Maybe you’re still recovering from the challenge of feeding a dozen people at Thanksgiving. If so, consider Tommy Mergola, who fed more than 400.
That was nothing new. For 26 years, Tommy has coordinated – although that may be too mild a term for his leadership style – Thanksgiving dinner in Hackensack for Family Promise of Bergen County and its predecessor, the Interreligious Fellowship for the Homeless.
And this year he also supervised – again, maybe too weak a word – Family Promise’s Christmas dinner for the hungry at the county homeless shelter, as well as a related dinner across town at Christ Episcopal Church.
Tommy’s connection with what became Family Promise began in 1994, when he showed up to volunteer at the Thanksgiving dinner in Hackensack.
Tommy, a former Army officer and head altar boy who likes structure, found chaos. “There were 20 people in the kitchen, arguing,’’ he recalls. “I went and hung out with the people in the dining room.’’
The following year, he and another volunteer, Kate Duggan, were asked to run the kitchen. The year after that, they ran the entire dinner.

Source data:

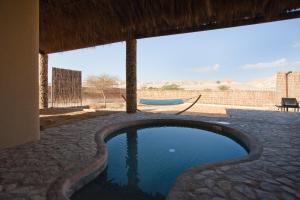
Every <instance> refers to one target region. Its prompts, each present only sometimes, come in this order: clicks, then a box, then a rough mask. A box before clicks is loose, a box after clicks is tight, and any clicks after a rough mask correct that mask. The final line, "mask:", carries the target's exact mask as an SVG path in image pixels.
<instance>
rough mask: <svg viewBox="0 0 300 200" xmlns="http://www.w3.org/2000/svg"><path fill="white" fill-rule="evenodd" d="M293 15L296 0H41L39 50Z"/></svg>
mask: <svg viewBox="0 0 300 200" xmlns="http://www.w3.org/2000/svg"><path fill="white" fill-rule="evenodd" d="M298 17H300V0H120V1H117V0H40V51H41V52H44V53H54V52H61V51H68V50H74V49H79V48H86V47H92V46H97V45H103V44H109V43H114V42H120V41H125V40H128V39H132V38H136V39H140V38H147V37H154V36H162V35H171V34H178V33H188V32H195V31H205V30H212V29H219V28H227V27H234V26H242V25H250V24H257V23H264V22H272V21H278V20H285V19H293V18H298Z"/></svg>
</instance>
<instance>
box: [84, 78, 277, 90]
mask: <svg viewBox="0 0 300 200" xmlns="http://www.w3.org/2000/svg"><path fill="white" fill-rule="evenodd" d="M170 84H177V85H179V86H180V87H181V88H183V89H185V90H218V88H219V86H221V85H226V86H229V87H230V89H231V90H275V88H276V75H273V76H270V77H265V78H259V79H254V80H251V81H247V82H237V81H234V80H174V81H147V82H145V81H144V82H143V81H141V82H138V89H141V88H161V87H162V86H164V85H170ZM83 85H84V86H86V83H85V82H83ZM119 87H120V88H125V87H126V82H125V81H120V83H119Z"/></svg>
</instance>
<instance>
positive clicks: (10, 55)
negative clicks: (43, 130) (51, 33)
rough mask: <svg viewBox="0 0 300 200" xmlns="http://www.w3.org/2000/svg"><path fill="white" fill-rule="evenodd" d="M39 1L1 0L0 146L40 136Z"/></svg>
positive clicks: (12, 143) (0, 25)
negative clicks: (38, 50) (38, 93)
mask: <svg viewBox="0 0 300 200" xmlns="http://www.w3.org/2000/svg"><path fill="white" fill-rule="evenodd" d="M38 2H39V1H38V0H26V1H20V0H1V1H0V27H1V31H0V69H1V71H0V94H1V96H0V106H1V114H0V148H5V147H11V146H15V145H18V144H22V143H26V142H29V141H33V140H37V139H39V117H38V115H39V113H38V105H39V103H38V49H39V37H38V32H39V4H38Z"/></svg>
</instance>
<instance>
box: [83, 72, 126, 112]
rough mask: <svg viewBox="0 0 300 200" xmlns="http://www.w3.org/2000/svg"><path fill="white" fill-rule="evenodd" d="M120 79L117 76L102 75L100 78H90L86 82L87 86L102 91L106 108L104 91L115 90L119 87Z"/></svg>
mask: <svg viewBox="0 0 300 200" xmlns="http://www.w3.org/2000/svg"><path fill="white" fill-rule="evenodd" d="M119 81H120V79H119V78H118V77H116V76H111V75H108V74H102V75H99V76H90V77H88V78H87V80H86V82H87V85H89V86H91V87H95V88H96V90H97V91H100V92H101V94H102V96H103V100H104V107H105V108H106V95H105V93H104V90H107V89H111V88H115V87H117V86H118V84H119Z"/></svg>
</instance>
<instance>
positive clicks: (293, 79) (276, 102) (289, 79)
mask: <svg viewBox="0 0 300 200" xmlns="http://www.w3.org/2000/svg"><path fill="white" fill-rule="evenodd" d="M286 73H287V72H278V73H277V79H276V100H275V102H276V104H280V103H281V98H282V97H286ZM288 97H293V98H297V100H298V101H300V72H292V73H290V74H289V75H288Z"/></svg>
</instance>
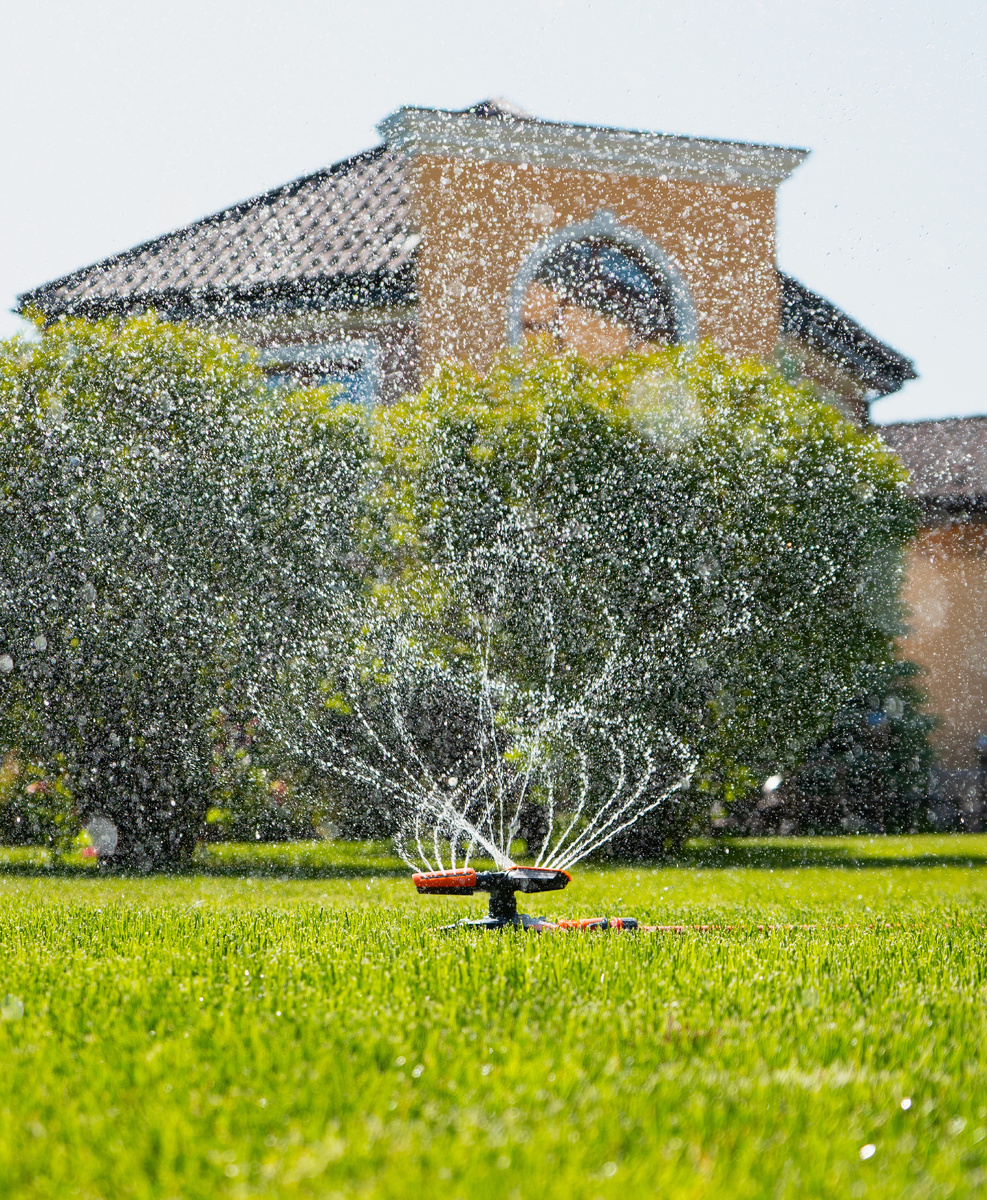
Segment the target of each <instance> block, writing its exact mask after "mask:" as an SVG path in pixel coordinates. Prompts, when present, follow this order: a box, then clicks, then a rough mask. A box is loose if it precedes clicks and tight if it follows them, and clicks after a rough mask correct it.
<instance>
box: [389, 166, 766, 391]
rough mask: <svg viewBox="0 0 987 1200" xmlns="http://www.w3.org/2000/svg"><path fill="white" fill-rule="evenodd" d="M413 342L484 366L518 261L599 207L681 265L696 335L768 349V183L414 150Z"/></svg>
mask: <svg viewBox="0 0 987 1200" xmlns="http://www.w3.org/2000/svg"><path fill="white" fill-rule="evenodd" d="M413 169H414V173H415V178H414V196H415V218H417V221H418V224H419V228H420V230H421V233H423V244H421V246H420V247H419V250H418V256H417V264H418V287H419V310H418V347H419V354H420V367H421V374H423V378H425V377H427V376H429V374H430V373H431V371H432V368H433V367H435V365H436V364H437V362H441V361H442V360H444V359H460V360H465V361H468V362H472V364H473V365H474V366H475V367H478V368H483V367H485V366H486V364H487V362H489V361H490V359H491V356H492V355H493V354H495V353H496V352H497V350H498V349H500V348H501V347H502V346H503V344H504V338H506V328H507V301H508V294H509V290H510V284H512V281H513V280H514V276H515V274H516V272H518V269H519V268H520V266H521V263H522V262H524V260H525V258H526V257H527V256H528V253H530V252H531V251H532V250H533V248H534V246H536V244H537V242H538V241H539V240H540V239H542V238H544V236H545V235H546V234H548V233H551V232H554V230H556V229H560V228H564V227H566V226H569V224H575V223H578V222H584V221H588V220H591V218H592V217H593V216H594V215H596V214H597V212H598V211H600V210H602V209H604V210H608V211H610V212H612V214H614V215H615V216H616V217H617V220H618V221H621V222H622V223H624V224H627V226H629V227H632V228H634V229H638V230H640V232H641V233H644V234H645V235H646V236H648V238H651V239H652V240H653V241H656V242H657V244H658V245H659V246H660V247H662V248H663V250H664V251H665V253H666V254H668V256H669V258H671V259H672V262H674V263H675V264H676V266H677V268H678V270H680V271H681V272H682V276H683V277H684V281H686V283H687V284H688V287H689V290H690V293H692V296H693V301H694V304H695V306H696V310H698V313H699V323H700V336H701V337H704V338H710V340H711V341H713V342H714V343H716V344H717V346H719V347H720V348H722V349H723V350H725V352H726V353H729V354H731V355H736V356H743V355H758V356H761V358H770V356H772V355H773V354H774V349H776V346H777V342H778V335H779V289H778V281H777V276H776V272H774V191H773V188H752V187H742V186H726V185H708V184H695V182H686V181H678V180H658V179H648V178H642V176H638V175H632V176H627V175H611V174H604V173H598V172H580V170H563V169H560V168H549V167H537V166H533V164H515V163H501V162H483V161H475V160H459V158H438V157H432V156H429V155H421V156H418V157H417V158H415V160H414V167H413Z"/></svg>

Exercise
According to the piece about Tommy Mergola, in what year did his connection with what became Family Promise begin? This material is separate from the text.

Written solution
1994